• To do:
Format every row below as a two-column CSV with the headers "request" and "answer", one line per row. Put the row's request text and its answer each in one quoted field, and turn any line breaks into spaces.

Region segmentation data
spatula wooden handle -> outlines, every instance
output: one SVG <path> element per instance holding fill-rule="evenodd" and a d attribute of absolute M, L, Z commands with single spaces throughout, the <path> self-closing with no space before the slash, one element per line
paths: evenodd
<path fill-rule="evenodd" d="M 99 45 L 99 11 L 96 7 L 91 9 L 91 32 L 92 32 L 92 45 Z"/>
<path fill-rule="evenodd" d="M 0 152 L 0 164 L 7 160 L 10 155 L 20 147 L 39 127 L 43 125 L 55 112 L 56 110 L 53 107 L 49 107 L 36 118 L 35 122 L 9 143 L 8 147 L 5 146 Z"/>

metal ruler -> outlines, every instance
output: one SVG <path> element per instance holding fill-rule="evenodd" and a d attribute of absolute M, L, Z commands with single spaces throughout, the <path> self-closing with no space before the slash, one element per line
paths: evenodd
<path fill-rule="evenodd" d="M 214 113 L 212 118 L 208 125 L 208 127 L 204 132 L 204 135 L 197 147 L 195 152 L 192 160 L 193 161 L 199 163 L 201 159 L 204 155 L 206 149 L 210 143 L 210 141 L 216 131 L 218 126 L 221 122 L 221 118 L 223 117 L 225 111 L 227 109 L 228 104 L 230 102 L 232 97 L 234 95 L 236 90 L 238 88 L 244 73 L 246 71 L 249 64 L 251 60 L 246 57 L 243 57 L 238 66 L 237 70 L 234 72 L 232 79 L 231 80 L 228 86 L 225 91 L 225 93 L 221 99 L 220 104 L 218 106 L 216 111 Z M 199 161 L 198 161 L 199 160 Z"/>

• Result of this exercise:
request,answer
"spatula wooden handle -> outlines, every instance output: one SVG <path> element per instance holding fill-rule=""evenodd"" and a d attribute of absolute M, L, Z commands with single spaces throughout, the <path> self-closing with no space before the slash, one element per line paths: evenodd","<path fill-rule=""evenodd"" d=""M 99 45 L 99 11 L 96 7 L 91 9 L 91 32 L 92 32 L 92 45 Z""/> <path fill-rule=""evenodd"" d=""M 0 152 L 0 164 L 7 160 L 10 155 L 20 147 L 39 127 L 43 125 L 55 112 L 56 110 L 53 107 L 49 107 L 36 118 L 35 122 L 9 143 L 8 147 L 5 146 Z""/>"
"metal ruler -> outlines, every instance output: one SVG <path> element per instance holding fill-rule=""evenodd"" and a d attribute of absolute M, L, Z commands with single spaces throughout, the <path> self-closing with no space before the slash, one element per line paths: evenodd","<path fill-rule=""evenodd"" d=""M 214 113 L 212 118 L 208 125 L 208 127 L 204 132 L 204 135 L 197 147 L 195 152 L 192 160 L 193 161 L 199 163 L 201 159 L 204 155 L 206 149 L 210 143 L 210 141 L 216 131 L 218 126 L 221 122 L 221 118 L 223 117 L 225 111 L 227 109 L 228 104 L 230 102 L 232 97 L 234 95 L 236 90 L 238 88 L 244 73 L 246 71 L 249 64 L 251 60 L 246 57 L 243 57 L 238 66 L 237 70 L 234 72 L 232 79 L 231 80 L 228 86 L 225 91 L 225 93 L 221 99 L 220 104 L 218 106 L 216 111 Z M 199 161 L 198 161 L 199 160 Z""/>"